## FRAGMENTO DE LA PÁGINA
------------------------------------------------------------
El español es una lengua usada por cuatrocientos millones de personas que parecen no querer hablar de ciencia. Esa afirmación es uno de los tópicos mejor instalados en el imaginario de nuestro idioma y para apuntalarla se suele señalar que los científicos de habla española no publican sus mejores resultados en español sino que lo hacen en inglés, la nueva lengua franca. De esta manera se está eligiendo el caso del científico innovador, aquel que se sitúa en la punta de lanza de una disciplina, para tomarlo como arquetipo a partir del cual debemos entender todo el resto del ordenamiento del idioma español en relación con la ciencia y la técnica.
Desde este punto de vista, la situación del español no parece muy diferente a la de otros idiomas ya que los científicos cuya lengua materna es el francés, el italiano o el alemán también procuran publicar los resultados de sus trabajos en inglés. No obstante, ya de entrada se pueden encontrar algunas diferencias entre estos idiomas y el español. En primer lugar, sus diferentes procesos históricos como generadores de ciencia y en segundo lugar, su peso relativo en el desarrollo de lenguajes científicos. Además, entre los hablantes de lenguas con raigambre científica se aprecia desde hace tiempo una preocupación por analizar la relación de sus respectivas lenguas con la ciencia y se preguntan si cabe la defensa de sus idiomas o si sólo queda aceptar la posición de hegemonía del inglés. Resultado de este interés por el problema se han llevado a cabo reuniones de científicos y lingüistas europeos para analizar y estudiar la presencia de sus leguas maternas en la ciencia. El encuentro de esta índole que quizá ha tenido una mayor difusión es el que tuvo lugar en el centro Alexander Koyrée en París en 1994 bajo el título «Sciences et langues en Europe»,1 aunque en la década de los noventa se produjeron muchos otros para abordar ese mismo problema. La presencia de los representantes del español en la mayor parte de estos encuentros ha sido muy escasa.
Si se leen, tanto los capítulos del libro citado, como diversos artículos de revista que recogen otras intervenciones, se verá que los autores representantes de las lenguas que han perdido influencia en la ciencia abordan dos tipos de problemas. En primer lugar, los que plantean la necesidad de reflexionar sobre cómo se hizo en el pasado para adquirir dicha influencia. Y ello, a través del análisis de los trabajos realizados durante los periodos de formación de las teorías científicas que llevaron a personajes como Arago a proclamar que la química era una ciencia francesa o por medio del estudio de las creencias, nunca confesadas explícitamente pero siempre esgrimidas en las discusiones entre científicos, como la de que la matemática era una ciencia germana. En segundo lugar, los problemas que se refieren a la búsqueda de modos de recuperar sus lenguas para el presente. A este respecto, el debate se centra no sólo en la discusión sobre qué procedimiento técnico debe utilizarse, sino sobre cuál es el papel que han de tener las ciencias en el contexto de la cultura, entendiendo que la ciencia es una forma de cultura como lo son el arte o la literatura.
------------------------------------------------------------
## Extractos del conjunto de datos sobre señalamiento de objetos
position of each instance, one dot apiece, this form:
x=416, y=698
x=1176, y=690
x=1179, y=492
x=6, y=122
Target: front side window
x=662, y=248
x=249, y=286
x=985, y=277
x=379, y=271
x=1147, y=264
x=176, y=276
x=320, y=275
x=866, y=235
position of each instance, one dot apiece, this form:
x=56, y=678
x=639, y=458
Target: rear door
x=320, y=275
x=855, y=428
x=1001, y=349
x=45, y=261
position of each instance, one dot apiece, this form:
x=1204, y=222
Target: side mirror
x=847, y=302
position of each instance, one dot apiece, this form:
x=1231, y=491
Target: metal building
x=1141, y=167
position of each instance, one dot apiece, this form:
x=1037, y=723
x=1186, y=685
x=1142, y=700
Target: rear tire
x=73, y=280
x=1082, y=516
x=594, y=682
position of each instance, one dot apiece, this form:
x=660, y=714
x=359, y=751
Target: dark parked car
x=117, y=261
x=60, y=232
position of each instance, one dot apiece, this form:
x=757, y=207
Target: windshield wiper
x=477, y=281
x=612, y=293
------------------------------------------------------------
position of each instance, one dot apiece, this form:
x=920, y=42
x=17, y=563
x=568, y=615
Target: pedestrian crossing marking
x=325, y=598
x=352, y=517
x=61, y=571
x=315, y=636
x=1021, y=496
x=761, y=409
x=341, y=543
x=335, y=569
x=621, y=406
------------------------------------------------------------
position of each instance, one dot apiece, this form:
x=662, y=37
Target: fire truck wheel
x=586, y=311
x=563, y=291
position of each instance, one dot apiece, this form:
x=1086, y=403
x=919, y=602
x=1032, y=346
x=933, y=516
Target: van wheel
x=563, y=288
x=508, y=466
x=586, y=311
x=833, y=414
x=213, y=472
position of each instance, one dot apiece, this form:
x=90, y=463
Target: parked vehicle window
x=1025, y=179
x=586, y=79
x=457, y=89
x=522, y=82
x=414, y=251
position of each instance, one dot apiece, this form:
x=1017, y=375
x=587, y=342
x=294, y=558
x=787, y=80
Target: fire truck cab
------------------------------------------------------------
Reproduce sin cambios el pasaje del texto sobre el español y la ciencia que empieza en "El español es" y acaba en "y la técnica.".

El español es una lengua usada por cuatrocientos millones de personas que parecen no querer hablar de ciencia. Esa afirmación es uno de los tópicos mejor instalados en el imaginario de nuestro idioma y para apuntalarla se suele señalar que los científicos de habla española no publican sus mejores resultados en español sino que lo hacen en inglés, la nueva lengua franca. De esta manera se está eligiendo el caso del científico innovador, aquel que se sitúa en la punta de lanza de una disciplina, para tomarlo como arquetipo a partir del cual debemos entender todo el resto del ordenamiento del idioma español en relación con la ciencia y la técnica.